+++ TEXTO DE LECTURA +++
Por Carlos Alomía, SJ
Todavía extraño las palabras de Julián Longinote, catequista de la comunidad de Hapaime Escuela ubicada a la rivera del río Nieva, quien me acogió unos días en su casa junto a otro compañero jesuita: “Aquí he vivido toda mi vida, tengo doce hijos y todos fueron criados en este lugar. Mi vida y la de mis hijos no pudieron ser de otra manera”. La familia es un regalo que alimenta, recrea y devuelve la vida cada día. Es un palpitar constante que enriquece y embellece más la naturaleza y riqueza de aquella comunidad. Luego de vivir seis días en esta agradable comunidad me sentí parte y miembro de la familia que me acogió.

Como parte de las actividades del ECSEJ (Encuentro Cono Sur de Estudiantes Jesuitas) viajé en plena lluvia junto con Lucas, un compañero jesuita de Brasil, en Chalupa por el río Nieva, también llamado por los nativos Numpátkaim. Partimos desde Tunantsa (La tuna o catarata), un centro de espiritualidad ignaciana en medio de la naturaleza, hacia la comunidad aguaruna de Hapaime Escuela, ubicada a una hora y media por río desde Santa María de Nieva, en el departamento de Amazonas.
+++ REGISTROS LISTADOS +++
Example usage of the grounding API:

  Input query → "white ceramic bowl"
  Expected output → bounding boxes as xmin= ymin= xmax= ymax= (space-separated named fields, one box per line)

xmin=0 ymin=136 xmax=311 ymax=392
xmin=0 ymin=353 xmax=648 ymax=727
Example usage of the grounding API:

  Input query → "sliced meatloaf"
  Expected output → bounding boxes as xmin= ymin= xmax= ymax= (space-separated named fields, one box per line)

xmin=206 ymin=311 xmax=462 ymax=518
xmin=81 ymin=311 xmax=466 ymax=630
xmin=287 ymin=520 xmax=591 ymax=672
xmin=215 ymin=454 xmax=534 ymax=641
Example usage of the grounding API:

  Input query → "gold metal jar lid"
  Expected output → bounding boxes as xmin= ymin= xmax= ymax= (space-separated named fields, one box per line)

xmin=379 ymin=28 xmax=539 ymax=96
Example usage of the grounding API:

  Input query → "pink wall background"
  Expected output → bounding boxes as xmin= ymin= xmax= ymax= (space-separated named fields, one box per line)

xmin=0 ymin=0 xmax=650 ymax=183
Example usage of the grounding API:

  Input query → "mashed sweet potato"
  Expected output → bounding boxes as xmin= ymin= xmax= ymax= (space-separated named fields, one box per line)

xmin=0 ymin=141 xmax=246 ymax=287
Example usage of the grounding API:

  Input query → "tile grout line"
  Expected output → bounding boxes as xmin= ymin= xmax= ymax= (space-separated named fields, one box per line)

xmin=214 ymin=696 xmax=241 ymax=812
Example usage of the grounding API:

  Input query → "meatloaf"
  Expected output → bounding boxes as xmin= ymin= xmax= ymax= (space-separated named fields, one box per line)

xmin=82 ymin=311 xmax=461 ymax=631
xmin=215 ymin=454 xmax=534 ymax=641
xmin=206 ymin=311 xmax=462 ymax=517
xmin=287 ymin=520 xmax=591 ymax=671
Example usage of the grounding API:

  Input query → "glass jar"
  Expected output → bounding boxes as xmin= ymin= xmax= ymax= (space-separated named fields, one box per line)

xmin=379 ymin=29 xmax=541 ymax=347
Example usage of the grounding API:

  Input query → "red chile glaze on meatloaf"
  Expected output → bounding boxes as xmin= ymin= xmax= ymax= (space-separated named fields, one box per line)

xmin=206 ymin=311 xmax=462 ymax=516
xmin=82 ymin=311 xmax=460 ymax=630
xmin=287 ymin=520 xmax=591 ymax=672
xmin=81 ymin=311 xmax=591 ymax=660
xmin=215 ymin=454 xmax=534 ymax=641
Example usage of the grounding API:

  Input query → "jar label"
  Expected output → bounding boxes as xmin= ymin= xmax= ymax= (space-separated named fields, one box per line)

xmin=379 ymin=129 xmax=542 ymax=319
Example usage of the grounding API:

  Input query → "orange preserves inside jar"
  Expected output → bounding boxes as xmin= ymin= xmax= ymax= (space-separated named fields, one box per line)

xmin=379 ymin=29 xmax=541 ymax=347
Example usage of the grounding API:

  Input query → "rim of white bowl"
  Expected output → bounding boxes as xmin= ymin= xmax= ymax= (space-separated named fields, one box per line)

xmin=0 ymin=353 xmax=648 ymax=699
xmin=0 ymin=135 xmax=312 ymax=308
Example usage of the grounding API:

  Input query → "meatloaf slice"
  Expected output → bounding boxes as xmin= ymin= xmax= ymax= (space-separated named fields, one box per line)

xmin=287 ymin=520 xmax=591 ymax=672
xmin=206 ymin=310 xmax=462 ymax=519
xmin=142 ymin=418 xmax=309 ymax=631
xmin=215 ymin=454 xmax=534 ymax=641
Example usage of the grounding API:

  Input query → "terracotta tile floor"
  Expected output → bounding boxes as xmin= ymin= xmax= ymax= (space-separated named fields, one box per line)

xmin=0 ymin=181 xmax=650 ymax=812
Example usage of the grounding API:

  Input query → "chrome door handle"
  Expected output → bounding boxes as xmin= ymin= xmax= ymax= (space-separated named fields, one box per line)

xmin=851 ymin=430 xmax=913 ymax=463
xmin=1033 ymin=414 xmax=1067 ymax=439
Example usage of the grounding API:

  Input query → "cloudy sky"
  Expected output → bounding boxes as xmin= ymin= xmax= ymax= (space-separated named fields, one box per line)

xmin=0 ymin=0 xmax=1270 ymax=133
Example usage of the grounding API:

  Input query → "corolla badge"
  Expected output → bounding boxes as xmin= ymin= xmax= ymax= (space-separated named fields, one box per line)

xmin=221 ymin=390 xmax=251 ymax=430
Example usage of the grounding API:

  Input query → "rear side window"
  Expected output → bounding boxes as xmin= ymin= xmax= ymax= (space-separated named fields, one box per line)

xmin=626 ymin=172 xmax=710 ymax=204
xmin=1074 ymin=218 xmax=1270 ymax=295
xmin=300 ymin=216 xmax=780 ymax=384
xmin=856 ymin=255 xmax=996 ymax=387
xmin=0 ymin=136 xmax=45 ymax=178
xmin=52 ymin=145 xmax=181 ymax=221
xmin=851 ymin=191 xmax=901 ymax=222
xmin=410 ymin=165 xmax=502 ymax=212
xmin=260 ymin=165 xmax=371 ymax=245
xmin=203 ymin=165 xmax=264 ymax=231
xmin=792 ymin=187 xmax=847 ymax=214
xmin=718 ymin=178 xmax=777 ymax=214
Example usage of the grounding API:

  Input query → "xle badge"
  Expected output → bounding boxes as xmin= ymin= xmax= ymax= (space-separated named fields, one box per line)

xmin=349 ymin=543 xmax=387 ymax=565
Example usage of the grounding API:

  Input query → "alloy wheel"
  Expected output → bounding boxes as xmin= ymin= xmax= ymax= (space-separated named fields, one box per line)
+++
> **OBJETIVO**:
Por favor, extrae sin cambios el fragmento del texto sobre la comunidad de Hapaime Escuela que comienza en "Por Carlos Alomía, SJ" y termina en "que me acogió.".

> **RESULTADO**:
Por Carlos Alomía, SJ
Todavía extraño las palabras de Julián Longinote, catequista de la comunidad de Hapaime Escuela ubicada a la rivera del río Nieva, quien me acogió unos días en su casa junto a otro compañero jesuita: “Aquí he vivido toda mi vida, tengo doce hijos y todos fueron criados en este lugar. Mi vida y la de mis hijos no pudieron ser de otra manera”. La familia es un regalo que alimenta, recrea y devuelve la vida cada día. Es un palpitar constante que enriquece y embellece más la naturaleza y riqueza de aquella comunidad. Luego de vivir seis días en esta agradable comunidad me sentí parte y miembro de la familia que me acogió.